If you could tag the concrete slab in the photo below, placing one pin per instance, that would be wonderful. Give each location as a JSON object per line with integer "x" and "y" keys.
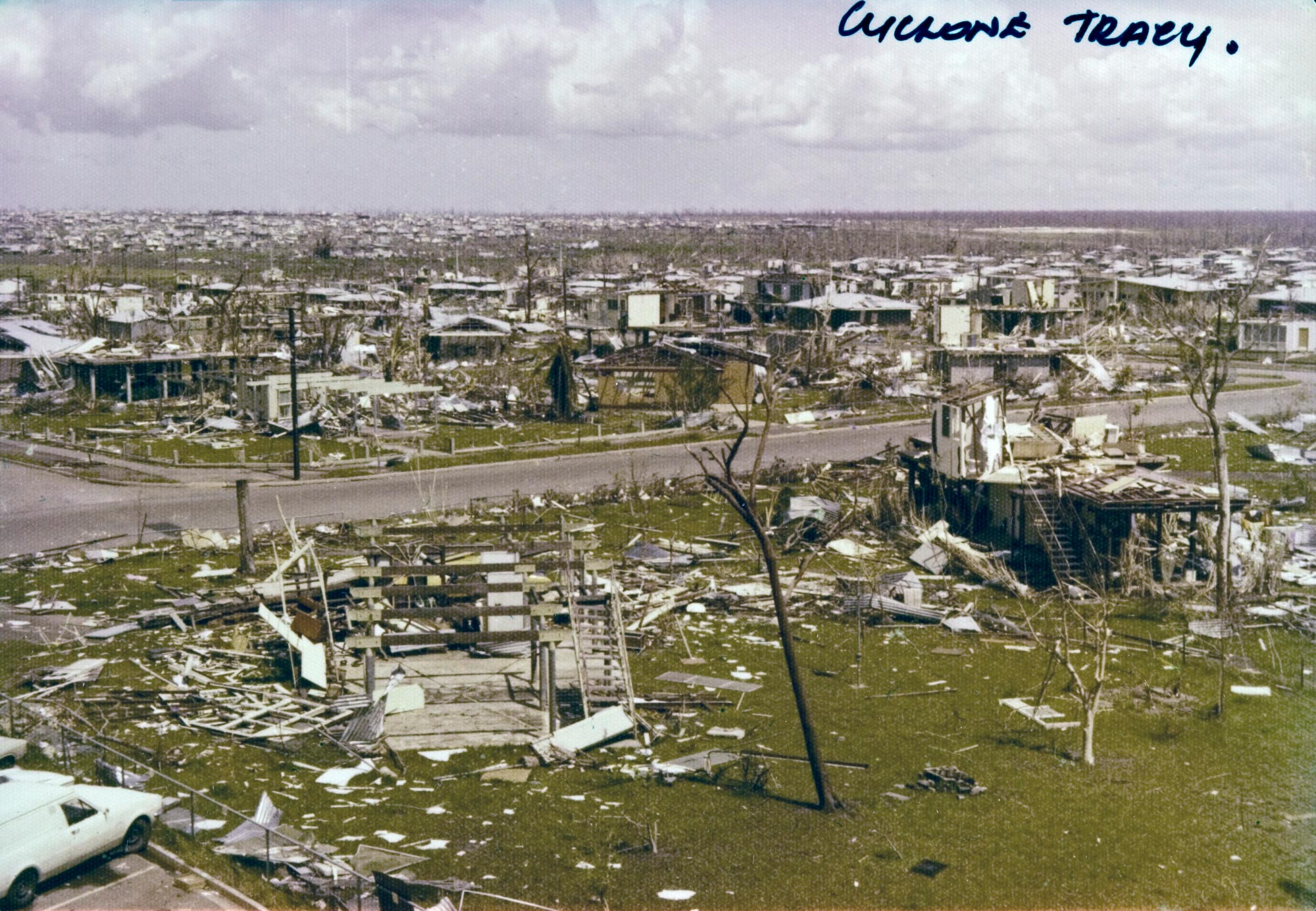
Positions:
{"x": 469, "y": 702}
{"x": 124, "y": 884}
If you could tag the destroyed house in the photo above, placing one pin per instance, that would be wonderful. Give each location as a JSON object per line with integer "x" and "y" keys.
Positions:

+--

- **DIRECTIONS FOR THIS TASK**: Put every line of the records above into a JSON list of strings, with one string per line and no blank lines. Leave the pictures out.

- **RESPONSE FOR THIS EXERCISE**:
[
  "If you could tag the concrete slab in the photo below, placing one pin per instance, that would be wonderful. Give each location as a JSON object per line with integer \"x\" and \"y\" keys.",
  "Positions:",
  "{\"x\": 469, \"y\": 702}",
  "{\"x\": 124, \"y\": 884}",
  "If you could tag the destroyed house in the photo above, placing one pin per instance, that would be wonderful. Give each location as a JSON object per line with integer \"x\" and \"y\" keys.",
  "Positions:"
]